• EXERCISE OBJECTIVE
Reproduce the entire passage about rebuilding New Orleans word for word.
━━━ PASSAGE
Two weeks ago, I thought, same as you, that there would be deliberate debate and a well-conceived and brilliantly executed plan at rebuilding New Orleans. This, I thought, would be the universe's attempt to compromise with me, because I dont think she should be rebuilt at all.

Yesterday I read that 87% of the city is now "de-watered" or whatever the hell phrase is being used. In a few short weeks, the city will be water free.

People are ready to start pouring back in. There will be no thoughtful rebuilding plan, nor will common sense prevail as residents filter back in. President Bush apparently promised to rebuild every home, every park, every school... I had no idea the Bush family fortune was so large.

Dammit, you forced my hand, and now I have to write the Anchorage blog before Rita pours Galveston into Houston.

Mike said...

Times Beach is a creepy place. I remember flying over it and thinking how much it reminded me of Phillips, Texas.

When I was a college dropout during the first Gulf War, I took a job as a security guard at the Phillips Petroleum Refinery.
━━━━━━
━━━ DATA EXTRACTS
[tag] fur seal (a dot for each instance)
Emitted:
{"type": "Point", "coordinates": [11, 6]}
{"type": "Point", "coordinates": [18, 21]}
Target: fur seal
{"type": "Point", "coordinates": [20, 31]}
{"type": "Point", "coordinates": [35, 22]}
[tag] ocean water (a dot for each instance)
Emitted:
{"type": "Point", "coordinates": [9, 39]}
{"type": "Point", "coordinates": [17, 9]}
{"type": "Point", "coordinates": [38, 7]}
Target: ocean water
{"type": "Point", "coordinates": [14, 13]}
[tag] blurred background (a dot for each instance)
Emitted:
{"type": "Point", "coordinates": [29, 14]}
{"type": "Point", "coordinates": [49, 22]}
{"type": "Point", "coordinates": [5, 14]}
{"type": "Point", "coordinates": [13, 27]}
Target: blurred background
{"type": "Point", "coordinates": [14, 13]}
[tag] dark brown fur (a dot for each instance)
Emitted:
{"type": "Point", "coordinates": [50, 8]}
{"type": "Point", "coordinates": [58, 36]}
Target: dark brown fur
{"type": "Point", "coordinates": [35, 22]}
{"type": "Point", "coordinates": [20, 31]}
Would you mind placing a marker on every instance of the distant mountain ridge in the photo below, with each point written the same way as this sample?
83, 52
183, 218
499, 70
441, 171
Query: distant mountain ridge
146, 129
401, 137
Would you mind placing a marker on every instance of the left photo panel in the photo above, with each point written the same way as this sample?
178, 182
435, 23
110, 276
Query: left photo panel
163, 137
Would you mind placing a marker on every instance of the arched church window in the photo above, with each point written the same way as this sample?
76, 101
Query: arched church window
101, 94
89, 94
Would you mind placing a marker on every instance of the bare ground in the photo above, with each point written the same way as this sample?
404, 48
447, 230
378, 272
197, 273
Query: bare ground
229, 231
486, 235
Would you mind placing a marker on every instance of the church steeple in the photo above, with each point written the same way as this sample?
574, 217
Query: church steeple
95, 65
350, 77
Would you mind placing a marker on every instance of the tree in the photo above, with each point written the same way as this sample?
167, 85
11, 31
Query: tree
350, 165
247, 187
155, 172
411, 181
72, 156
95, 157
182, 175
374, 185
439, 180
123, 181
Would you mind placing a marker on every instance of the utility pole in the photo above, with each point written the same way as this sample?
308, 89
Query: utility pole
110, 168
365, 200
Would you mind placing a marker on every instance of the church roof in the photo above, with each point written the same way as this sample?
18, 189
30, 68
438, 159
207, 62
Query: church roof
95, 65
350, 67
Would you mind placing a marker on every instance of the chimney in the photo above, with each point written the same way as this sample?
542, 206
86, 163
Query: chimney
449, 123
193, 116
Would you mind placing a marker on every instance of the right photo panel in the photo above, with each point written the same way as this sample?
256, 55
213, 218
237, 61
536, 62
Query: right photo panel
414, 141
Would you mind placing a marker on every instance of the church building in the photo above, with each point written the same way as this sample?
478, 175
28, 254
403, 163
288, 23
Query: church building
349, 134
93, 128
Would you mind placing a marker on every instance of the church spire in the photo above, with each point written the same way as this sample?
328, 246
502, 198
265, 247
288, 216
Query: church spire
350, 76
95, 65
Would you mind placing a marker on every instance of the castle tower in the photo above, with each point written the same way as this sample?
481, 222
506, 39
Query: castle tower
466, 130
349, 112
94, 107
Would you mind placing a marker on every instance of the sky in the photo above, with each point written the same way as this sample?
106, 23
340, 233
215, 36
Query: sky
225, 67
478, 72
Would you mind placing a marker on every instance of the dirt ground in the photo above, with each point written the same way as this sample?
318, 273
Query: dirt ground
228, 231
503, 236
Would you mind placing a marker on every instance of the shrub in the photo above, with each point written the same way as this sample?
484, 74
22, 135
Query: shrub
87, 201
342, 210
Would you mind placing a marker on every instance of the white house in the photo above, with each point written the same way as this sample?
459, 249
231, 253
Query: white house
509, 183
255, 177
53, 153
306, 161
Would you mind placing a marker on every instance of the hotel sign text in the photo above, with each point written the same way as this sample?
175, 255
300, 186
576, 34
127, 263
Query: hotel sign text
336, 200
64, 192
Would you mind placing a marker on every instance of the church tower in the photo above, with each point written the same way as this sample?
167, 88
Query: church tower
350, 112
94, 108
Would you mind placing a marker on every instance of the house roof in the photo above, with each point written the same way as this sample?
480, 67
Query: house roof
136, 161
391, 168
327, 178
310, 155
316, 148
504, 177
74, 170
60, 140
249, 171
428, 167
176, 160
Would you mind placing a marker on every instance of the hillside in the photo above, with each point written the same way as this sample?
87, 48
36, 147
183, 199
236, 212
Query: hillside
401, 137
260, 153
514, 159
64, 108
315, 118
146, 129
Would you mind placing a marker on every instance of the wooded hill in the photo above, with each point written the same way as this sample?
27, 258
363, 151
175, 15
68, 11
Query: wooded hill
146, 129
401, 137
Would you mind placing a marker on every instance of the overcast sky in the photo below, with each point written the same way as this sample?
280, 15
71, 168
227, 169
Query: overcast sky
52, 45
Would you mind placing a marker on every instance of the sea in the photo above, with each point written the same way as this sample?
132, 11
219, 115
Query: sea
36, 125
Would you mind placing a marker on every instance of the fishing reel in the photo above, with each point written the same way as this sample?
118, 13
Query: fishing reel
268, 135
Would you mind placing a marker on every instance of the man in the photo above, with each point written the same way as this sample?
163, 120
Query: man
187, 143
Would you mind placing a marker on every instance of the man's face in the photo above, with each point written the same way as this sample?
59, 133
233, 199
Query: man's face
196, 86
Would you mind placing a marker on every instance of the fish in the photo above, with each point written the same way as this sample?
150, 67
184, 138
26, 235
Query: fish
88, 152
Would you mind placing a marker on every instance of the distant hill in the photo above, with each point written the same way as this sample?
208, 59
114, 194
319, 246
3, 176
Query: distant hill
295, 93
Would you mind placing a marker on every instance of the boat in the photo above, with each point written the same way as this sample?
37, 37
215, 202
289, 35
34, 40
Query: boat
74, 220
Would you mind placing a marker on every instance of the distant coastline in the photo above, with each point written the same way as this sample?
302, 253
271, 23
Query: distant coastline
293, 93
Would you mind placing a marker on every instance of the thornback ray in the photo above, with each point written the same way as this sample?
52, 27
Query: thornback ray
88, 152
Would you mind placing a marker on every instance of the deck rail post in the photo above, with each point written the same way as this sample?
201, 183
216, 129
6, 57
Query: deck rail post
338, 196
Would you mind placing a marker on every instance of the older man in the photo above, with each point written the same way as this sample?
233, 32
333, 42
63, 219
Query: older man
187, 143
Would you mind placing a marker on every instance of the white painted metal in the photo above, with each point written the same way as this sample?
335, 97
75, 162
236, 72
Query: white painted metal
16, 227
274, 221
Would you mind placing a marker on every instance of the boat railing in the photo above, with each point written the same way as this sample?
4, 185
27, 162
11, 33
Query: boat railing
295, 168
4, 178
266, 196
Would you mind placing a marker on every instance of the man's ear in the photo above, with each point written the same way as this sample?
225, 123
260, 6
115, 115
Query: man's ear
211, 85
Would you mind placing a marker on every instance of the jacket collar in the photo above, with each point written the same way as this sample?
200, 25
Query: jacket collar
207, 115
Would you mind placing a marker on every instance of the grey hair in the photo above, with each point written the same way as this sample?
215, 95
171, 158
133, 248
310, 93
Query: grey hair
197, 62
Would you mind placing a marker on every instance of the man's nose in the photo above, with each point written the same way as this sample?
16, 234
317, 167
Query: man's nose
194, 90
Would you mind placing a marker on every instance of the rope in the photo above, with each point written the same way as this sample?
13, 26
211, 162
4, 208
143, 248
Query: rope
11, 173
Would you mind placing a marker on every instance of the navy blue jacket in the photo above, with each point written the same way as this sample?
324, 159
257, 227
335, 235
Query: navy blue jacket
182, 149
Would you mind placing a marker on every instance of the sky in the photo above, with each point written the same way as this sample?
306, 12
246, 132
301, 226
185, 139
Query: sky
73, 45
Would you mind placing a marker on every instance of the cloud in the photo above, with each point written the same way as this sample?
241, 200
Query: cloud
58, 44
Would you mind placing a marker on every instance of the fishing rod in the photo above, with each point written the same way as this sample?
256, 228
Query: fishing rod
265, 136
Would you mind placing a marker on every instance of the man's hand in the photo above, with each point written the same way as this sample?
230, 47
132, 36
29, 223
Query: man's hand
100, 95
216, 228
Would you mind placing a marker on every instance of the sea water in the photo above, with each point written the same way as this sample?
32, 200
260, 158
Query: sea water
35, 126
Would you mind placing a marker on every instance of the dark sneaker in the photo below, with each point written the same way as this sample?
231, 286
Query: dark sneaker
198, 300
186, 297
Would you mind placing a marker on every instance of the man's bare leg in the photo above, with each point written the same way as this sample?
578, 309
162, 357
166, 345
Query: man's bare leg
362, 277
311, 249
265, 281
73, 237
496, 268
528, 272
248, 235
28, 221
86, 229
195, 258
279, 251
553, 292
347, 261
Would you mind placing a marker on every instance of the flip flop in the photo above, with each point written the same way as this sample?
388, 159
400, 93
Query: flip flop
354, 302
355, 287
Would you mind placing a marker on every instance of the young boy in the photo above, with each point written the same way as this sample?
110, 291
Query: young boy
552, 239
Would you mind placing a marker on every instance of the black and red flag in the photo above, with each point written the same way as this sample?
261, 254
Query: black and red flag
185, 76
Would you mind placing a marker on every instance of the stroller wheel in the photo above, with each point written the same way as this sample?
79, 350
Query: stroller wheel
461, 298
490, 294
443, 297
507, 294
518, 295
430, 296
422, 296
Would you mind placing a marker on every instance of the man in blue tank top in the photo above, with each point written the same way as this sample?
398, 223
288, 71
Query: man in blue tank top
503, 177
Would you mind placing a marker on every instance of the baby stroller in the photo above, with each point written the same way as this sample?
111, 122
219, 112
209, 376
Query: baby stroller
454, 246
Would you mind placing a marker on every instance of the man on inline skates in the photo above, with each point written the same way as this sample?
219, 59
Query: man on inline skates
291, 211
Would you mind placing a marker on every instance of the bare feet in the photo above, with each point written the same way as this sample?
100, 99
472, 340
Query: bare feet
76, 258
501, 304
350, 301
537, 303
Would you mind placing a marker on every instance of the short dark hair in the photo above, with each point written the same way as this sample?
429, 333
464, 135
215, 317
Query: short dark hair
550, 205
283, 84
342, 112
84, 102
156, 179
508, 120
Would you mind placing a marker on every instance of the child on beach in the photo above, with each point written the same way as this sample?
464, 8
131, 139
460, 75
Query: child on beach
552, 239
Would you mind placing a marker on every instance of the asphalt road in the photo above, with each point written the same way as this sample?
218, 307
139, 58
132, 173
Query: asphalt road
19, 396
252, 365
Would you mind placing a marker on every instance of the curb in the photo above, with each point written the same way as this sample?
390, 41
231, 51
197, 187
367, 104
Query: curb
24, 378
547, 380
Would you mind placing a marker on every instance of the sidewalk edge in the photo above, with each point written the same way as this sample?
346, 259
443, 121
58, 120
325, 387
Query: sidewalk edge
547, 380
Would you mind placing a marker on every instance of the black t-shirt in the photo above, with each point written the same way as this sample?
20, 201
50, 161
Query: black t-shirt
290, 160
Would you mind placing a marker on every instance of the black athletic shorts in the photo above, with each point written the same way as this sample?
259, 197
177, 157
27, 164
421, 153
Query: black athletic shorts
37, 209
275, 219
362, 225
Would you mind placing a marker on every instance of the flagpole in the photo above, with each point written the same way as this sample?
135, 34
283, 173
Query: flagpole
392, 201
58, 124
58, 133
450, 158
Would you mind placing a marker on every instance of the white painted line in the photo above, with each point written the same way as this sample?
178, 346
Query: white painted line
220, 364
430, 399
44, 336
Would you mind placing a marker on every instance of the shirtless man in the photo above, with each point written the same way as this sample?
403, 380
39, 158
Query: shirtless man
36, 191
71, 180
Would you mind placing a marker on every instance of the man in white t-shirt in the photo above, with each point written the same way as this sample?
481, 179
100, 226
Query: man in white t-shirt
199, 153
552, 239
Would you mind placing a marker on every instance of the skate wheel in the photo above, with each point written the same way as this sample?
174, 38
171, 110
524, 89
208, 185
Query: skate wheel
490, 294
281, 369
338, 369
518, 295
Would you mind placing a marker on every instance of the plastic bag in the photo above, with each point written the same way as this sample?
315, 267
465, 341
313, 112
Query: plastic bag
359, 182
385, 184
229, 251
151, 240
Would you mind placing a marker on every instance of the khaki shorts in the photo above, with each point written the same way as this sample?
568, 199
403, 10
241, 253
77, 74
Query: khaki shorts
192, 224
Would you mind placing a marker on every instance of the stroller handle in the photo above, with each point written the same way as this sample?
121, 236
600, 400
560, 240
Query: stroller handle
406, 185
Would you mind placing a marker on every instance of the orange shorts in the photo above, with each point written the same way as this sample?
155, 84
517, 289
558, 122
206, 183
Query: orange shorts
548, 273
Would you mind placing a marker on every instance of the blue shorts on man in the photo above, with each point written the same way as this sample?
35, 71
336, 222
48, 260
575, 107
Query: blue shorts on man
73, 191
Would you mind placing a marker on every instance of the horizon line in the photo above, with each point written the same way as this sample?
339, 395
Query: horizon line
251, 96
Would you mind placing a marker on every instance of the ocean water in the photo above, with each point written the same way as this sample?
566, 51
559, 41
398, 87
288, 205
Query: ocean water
━━━━━━
• EXERCISE SOLUTION
Two weeks ago, I thought, same as you, that there would be deliberate debate and a well-conceived and brilliantly executed plan at rebuilding New Orleans. This, I thought, would be the universe's attempt to compromise with me, because I dont think she should be rebuilt at all.

Yesterday I read that 87% of the city is now "de-watered" or whatever the hell phrase is being used. In a few short weeks, the city will be water free.

People are ready to start pouring back in. There will be no thoughtful rebuilding plan, nor will common sense prevail as residents filter back in. President Bush apparently promised to rebuild every home, every park, every school... I had no idea the Bush family fortune was so large.

Dammit, you forced my hand, and now I have to write the Anchorage blog before Rita pours Galveston into Houston.

Mike said...

Times Beach is a creepy place. I remember flying over it and thinking how much it reminded me of Phillips, Texas.

When I was a college dropout during the first Gulf War, I took a job as a security guard at the Phillips Petroleum Refinery.